TASK DESCRIPTION: Please render each line of the material below as a Markdown table with two columns, Row and Line, where Row holds a running number. Skip blank lines and leave the pictures out of your answer.

Image box annotation records:
★ ★ ★ ★

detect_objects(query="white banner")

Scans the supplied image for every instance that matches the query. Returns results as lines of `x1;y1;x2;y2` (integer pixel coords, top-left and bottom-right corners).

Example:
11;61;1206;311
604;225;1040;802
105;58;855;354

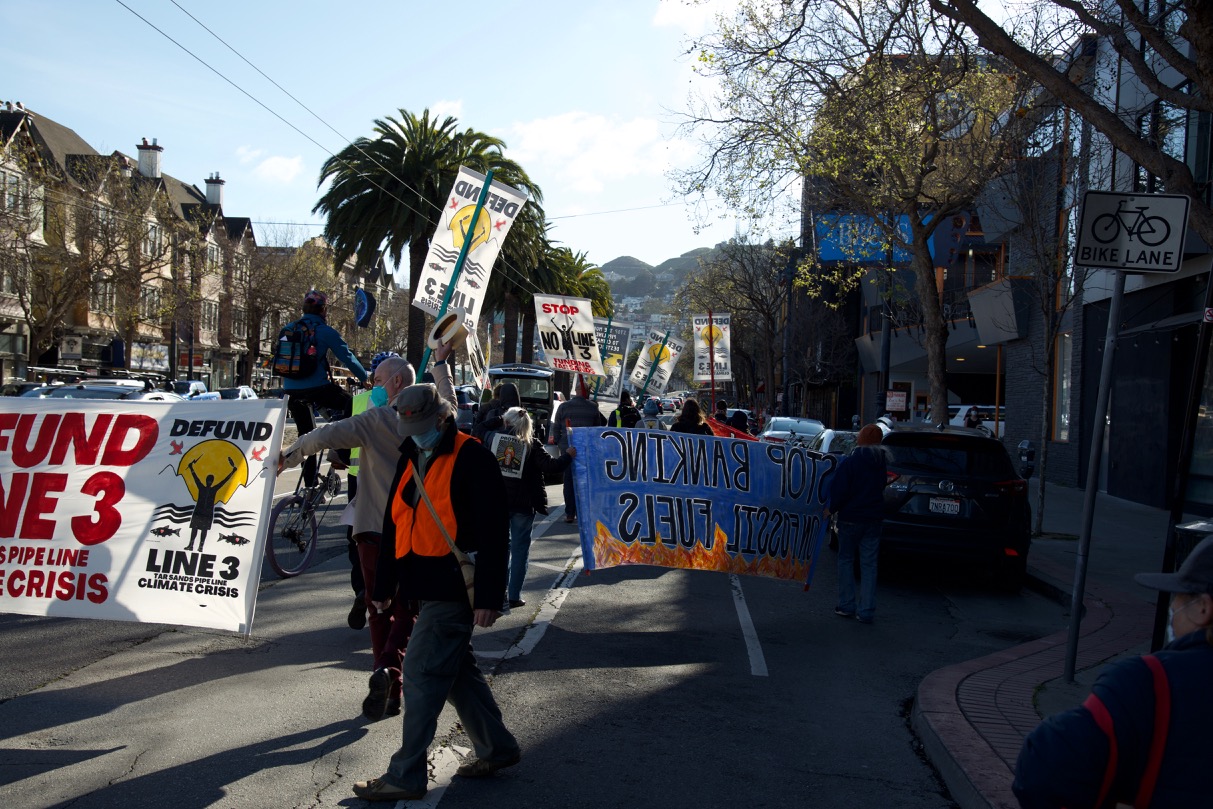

★ ★ ★ ★

COMPLETE RESPONSE:
| Row | Line |
|---|---|
| 1 | detect_objects(query="white banner") |
| 2 | Scans the supplied image for every instance that matches the query. Returns results as lines of `x1;y1;x2;y2` (integer pixel coords, top-left and bottom-right corners). |
| 3 | Example: |
| 4 | 11;61;1206;311 |
| 5 | 604;225;1040;802 |
| 6 | 105;58;855;354 |